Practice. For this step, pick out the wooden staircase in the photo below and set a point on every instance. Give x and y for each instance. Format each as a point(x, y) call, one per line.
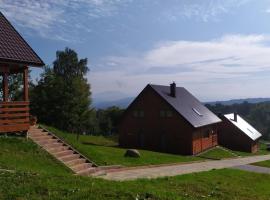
point(69, 156)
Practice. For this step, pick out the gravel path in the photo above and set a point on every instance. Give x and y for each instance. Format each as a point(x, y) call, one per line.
point(173, 170)
point(253, 168)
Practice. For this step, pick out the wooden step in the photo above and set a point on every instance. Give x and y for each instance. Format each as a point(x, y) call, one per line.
point(69, 157)
point(41, 137)
point(75, 162)
point(52, 145)
point(63, 153)
point(80, 167)
point(87, 171)
point(54, 150)
point(47, 141)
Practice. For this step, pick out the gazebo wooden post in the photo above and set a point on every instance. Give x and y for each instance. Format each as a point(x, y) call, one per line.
point(25, 84)
point(5, 85)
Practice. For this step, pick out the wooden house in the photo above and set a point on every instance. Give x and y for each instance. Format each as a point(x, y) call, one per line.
point(237, 134)
point(168, 119)
point(15, 57)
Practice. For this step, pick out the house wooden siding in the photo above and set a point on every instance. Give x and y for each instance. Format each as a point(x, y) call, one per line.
point(233, 138)
point(15, 57)
point(165, 134)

==============================

**Problem to solve:** Go through the entries and retype each one exactly, skipping any image.

**Answer space:**
Practice. For this step, pick out the wooden staircase in the photo below and set a point on every instance. Give x and y for each instance. Format each as a point(x, y) call, one per line.
point(69, 156)
Practice. For this step, pick out the gravel path in the photo above and set a point on every instance. Give x and y for each instance. Format each as a point(x, y) call, one per line.
point(173, 170)
point(253, 168)
Practice. For this step, pick out the wooden step in the photo above and set a point on every instance. Give x and y for each instance. Format each as a point(x, y) call, one per line.
point(69, 157)
point(41, 137)
point(75, 162)
point(52, 145)
point(63, 153)
point(80, 167)
point(87, 171)
point(54, 150)
point(47, 141)
Practice. For this step, pick out the gazebo wooden post in the photo above and set a point on every instance. Give x and y for each instance. Format each as a point(x, y) call, one per line.
point(25, 84)
point(5, 85)
Practice. For this step, pick out the wooden house in the photo above and set a point on every instance. Give x and y for each instance. Format each as a point(x, y) call, one per line.
point(237, 134)
point(168, 119)
point(15, 57)
Practice. For this step, pick out the house wooden siding in the photo above and set a point on every instance. Give x and y for each instance. Format each as a point(x, y) call, one per line.
point(233, 138)
point(15, 57)
point(165, 134)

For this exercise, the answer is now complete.